*** Block opens ***

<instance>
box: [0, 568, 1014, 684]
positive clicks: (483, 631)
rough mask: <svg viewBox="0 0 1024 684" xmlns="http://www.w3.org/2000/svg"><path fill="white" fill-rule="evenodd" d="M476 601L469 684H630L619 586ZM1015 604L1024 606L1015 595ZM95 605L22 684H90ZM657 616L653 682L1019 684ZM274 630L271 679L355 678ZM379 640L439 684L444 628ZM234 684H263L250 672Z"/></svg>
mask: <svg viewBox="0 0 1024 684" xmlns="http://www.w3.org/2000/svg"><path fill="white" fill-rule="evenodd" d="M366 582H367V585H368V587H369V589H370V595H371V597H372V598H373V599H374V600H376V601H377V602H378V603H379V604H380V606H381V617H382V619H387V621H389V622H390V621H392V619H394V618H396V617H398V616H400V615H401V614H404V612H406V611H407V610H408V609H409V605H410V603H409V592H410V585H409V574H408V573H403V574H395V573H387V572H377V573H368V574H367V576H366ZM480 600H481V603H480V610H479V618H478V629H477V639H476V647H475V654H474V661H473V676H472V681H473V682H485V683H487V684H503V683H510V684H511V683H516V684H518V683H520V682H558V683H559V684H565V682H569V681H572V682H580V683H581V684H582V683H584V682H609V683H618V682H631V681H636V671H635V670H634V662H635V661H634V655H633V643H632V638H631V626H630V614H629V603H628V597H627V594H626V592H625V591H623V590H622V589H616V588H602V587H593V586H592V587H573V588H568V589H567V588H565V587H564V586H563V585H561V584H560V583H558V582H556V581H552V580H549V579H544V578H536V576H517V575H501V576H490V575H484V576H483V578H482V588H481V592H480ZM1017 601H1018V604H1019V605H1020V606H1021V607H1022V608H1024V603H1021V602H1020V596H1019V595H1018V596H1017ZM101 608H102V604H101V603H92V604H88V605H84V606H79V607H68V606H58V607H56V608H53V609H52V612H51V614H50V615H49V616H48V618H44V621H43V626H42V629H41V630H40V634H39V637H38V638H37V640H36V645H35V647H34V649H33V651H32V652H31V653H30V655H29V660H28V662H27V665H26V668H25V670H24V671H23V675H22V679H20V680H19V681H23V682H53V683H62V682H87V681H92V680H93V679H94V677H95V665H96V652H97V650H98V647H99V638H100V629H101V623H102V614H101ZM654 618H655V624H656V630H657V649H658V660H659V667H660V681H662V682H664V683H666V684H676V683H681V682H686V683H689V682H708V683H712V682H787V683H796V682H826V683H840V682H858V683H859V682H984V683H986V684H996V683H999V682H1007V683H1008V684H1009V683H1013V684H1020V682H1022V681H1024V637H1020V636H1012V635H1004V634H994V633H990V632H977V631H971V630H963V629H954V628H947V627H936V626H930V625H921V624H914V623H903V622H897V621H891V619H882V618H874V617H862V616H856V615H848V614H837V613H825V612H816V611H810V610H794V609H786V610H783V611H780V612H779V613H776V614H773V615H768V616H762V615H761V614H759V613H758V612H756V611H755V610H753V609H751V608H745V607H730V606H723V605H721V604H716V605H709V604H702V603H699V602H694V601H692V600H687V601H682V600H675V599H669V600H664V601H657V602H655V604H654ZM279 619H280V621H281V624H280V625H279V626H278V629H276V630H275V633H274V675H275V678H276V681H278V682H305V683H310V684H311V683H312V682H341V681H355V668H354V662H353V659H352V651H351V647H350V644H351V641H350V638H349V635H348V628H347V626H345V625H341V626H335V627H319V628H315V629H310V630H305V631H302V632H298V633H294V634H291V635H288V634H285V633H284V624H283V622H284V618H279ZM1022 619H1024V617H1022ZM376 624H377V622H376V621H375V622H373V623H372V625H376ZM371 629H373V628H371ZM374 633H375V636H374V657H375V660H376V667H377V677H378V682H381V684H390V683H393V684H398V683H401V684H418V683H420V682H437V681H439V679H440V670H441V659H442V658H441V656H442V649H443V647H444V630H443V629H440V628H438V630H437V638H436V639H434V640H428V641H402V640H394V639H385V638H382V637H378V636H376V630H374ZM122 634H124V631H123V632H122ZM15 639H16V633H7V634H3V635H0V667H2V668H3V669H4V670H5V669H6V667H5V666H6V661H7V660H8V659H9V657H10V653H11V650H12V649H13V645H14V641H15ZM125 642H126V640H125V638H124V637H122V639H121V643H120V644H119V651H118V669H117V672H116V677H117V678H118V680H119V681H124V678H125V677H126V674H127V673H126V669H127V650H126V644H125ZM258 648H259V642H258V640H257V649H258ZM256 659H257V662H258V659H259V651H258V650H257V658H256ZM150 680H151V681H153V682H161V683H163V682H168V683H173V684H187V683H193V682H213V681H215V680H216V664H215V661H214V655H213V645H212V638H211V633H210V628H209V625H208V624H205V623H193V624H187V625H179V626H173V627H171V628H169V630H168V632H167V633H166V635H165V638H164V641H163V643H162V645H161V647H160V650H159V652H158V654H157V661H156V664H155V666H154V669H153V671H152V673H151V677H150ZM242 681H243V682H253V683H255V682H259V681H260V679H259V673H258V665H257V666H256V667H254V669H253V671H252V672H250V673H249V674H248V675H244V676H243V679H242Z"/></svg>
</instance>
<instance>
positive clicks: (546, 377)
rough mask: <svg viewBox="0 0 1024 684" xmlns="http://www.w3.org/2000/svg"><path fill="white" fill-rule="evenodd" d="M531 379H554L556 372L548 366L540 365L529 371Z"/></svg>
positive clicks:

*** Block closes ***

▸ WHAT IS REQUIRED:
Rewrite the lines from the one containing "</instance>" up to and including the last line of the records, swapping "rough mask" for "coarse mask" and leaving everything else unchanged.

▸ ANSWER:
</instance>
<instance>
positive clicks: (546, 377)
coarse mask: <svg viewBox="0 0 1024 684" xmlns="http://www.w3.org/2000/svg"><path fill="white" fill-rule="evenodd" d="M531 379H554L556 372L548 366L540 365L529 371Z"/></svg>
positive clicks:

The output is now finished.